Set it all down exactly, every record and every line.
═════ INPUT
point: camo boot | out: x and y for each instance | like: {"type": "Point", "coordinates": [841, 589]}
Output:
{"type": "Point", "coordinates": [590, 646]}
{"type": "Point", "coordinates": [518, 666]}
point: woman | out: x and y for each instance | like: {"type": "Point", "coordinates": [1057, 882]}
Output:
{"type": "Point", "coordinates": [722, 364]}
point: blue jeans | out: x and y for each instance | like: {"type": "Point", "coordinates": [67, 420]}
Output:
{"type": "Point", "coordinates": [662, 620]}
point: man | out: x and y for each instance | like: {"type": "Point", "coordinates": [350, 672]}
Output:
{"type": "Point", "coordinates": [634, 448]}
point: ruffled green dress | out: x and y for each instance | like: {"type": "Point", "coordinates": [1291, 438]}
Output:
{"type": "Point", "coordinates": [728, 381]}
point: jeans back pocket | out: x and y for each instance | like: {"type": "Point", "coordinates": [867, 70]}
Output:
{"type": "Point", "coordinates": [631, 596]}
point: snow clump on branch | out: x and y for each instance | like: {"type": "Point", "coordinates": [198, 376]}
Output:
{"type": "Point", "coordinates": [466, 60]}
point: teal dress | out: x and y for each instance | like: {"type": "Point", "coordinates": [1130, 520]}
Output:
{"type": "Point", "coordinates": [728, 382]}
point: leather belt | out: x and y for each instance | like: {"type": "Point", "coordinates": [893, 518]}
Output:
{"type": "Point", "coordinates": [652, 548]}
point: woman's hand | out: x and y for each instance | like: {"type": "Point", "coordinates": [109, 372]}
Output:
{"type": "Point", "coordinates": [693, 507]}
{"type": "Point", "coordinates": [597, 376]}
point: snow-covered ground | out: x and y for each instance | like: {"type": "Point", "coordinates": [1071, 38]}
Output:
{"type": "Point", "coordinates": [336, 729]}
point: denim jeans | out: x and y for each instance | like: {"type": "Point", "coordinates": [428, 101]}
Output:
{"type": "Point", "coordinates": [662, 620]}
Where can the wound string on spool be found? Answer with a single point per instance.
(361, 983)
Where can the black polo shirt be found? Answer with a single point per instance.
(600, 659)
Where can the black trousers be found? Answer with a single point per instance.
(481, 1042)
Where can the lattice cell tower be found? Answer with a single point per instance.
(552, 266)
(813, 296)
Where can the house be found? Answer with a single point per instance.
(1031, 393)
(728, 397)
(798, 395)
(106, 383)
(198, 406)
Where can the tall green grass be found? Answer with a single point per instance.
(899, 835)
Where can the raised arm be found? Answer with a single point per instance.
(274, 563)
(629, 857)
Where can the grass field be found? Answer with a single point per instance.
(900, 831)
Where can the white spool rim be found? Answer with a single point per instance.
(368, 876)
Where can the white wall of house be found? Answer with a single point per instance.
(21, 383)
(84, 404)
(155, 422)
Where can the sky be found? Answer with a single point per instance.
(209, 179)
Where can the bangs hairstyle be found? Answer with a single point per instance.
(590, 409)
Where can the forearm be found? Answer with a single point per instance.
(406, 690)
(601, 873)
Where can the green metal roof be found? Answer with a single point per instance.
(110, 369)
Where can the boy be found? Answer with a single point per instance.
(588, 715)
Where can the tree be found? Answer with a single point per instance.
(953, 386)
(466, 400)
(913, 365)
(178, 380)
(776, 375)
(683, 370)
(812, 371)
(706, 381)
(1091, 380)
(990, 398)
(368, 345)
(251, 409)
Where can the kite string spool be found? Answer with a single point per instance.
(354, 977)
══════════
== RESULT OF THE TASK ==
point: camo boot | out: x and y for each instance | like: {"type": "Point", "coordinates": [841, 589]}
Output:
{"type": "Point", "coordinates": [590, 646]}
{"type": "Point", "coordinates": [518, 666]}
point: woman | out: x and y for each instance | like: {"type": "Point", "coordinates": [1057, 882]}
Output:
{"type": "Point", "coordinates": [722, 364]}
point: blue jeans | out: x and y for each instance | like: {"type": "Point", "coordinates": [67, 420]}
Output:
{"type": "Point", "coordinates": [662, 620]}
point: man | out: x and y for each instance | like: {"type": "Point", "coordinates": [350, 672]}
Output:
{"type": "Point", "coordinates": [634, 448]}
point: ruffled green dress | out: x and y for each instance | like: {"type": "Point", "coordinates": [1291, 438]}
Output:
{"type": "Point", "coordinates": [728, 381]}
point: jeans back pocket | out: x and y for each instance | like: {"type": "Point", "coordinates": [867, 70]}
Output:
{"type": "Point", "coordinates": [631, 596]}
point: snow clump on branch | out: x and y for each instance | like: {"type": "Point", "coordinates": [198, 376]}
Output:
{"type": "Point", "coordinates": [466, 60]}
point: teal dress | out: x and y for each instance | like: {"type": "Point", "coordinates": [1130, 520]}
Output:
{"type": "Point", "coordinates": [728, 382]}
point: leather belt | out: x and y for each instance | like: {"type": "Point", "coordinates": [893, 518]}
Output:
{"type": "Point", "coordinates": [652, 548]}
point: woman's hand | out: x and y for each instance | like: {"type": "Point", "coordinates": [109, 372]}
Output:
{"type": "Point", "coordinates": [693, 507]}
{"type": "Point", "coordinates": [597, 376]}
point: snow-covered ground | out: x and y for each instance | like: {"type": "Point", "coordinates": [1071, 38]}
Output:
{"type": "Point", "coordinates": [336, 729]}
point: denim jeans | out: x and y for each instance | like: {"type": "Point", "coordinates": [428, 101]}
Output:
{"type": "Point", "coordinates": [662, 620]}
Where can the wound string on spool be found? Answer with a single point per instance.
(361, 983)
Where can the black polo shirt be found? Answer with a single point per instance.
(600, 659)
Where can the black trousers be found? Answer with a single point per instance.
(481, 1042)
Where can the lattice cell tower be found? Answer with a single point per instance.
(552, 266)
(813, 296)
Where can the house be found? Answer with a single point per instance.
(1031, 393)
(728, 397)
(798, 395)
(106, 383)
(198, 406)
Where can the tall green grass be found? Answer with a single point per instance.
(899, 835)
Where can the raised arm be found? Answer with a single point per instance.
(274, 563)
(629, 857)
Where can the grass field be found? Answer with a single point per instance.
(900, 831)
Where can the white spool rim be found? Answer with a single point per instance.
(368, 876)
Where can the white wall of house be found? Answer with a single point per instance.
(21, 383)
(84, 404)
(155, 422)
Where can the sky be found? Answer with a single point per instance.
(209, 179)
Where can the bangs hairstyle be found? Answer with a single point per instance.
(590, 409)
Where can the forearm be found? Answer with a single point per instance.
(406, 690)
(601, 873)
Where can the green metal roof be found? Answer with a single point per instance.
(110, 369)
Where can the boy be found? Answer with a single point per instance.
(588, 715)
Where can the tree be found? Answer with a single point per instance.
(953, 386)
(466, 400)
(913, 365)
(178, 380)
(776, 375)
(683, 370)
(812, 371)
(706, 381)
(1091, 380)
(990, 398)
(368, 345)
(251, 409)
Where can the kite string spool be found? Answer with a single point per instance.
(354, 977)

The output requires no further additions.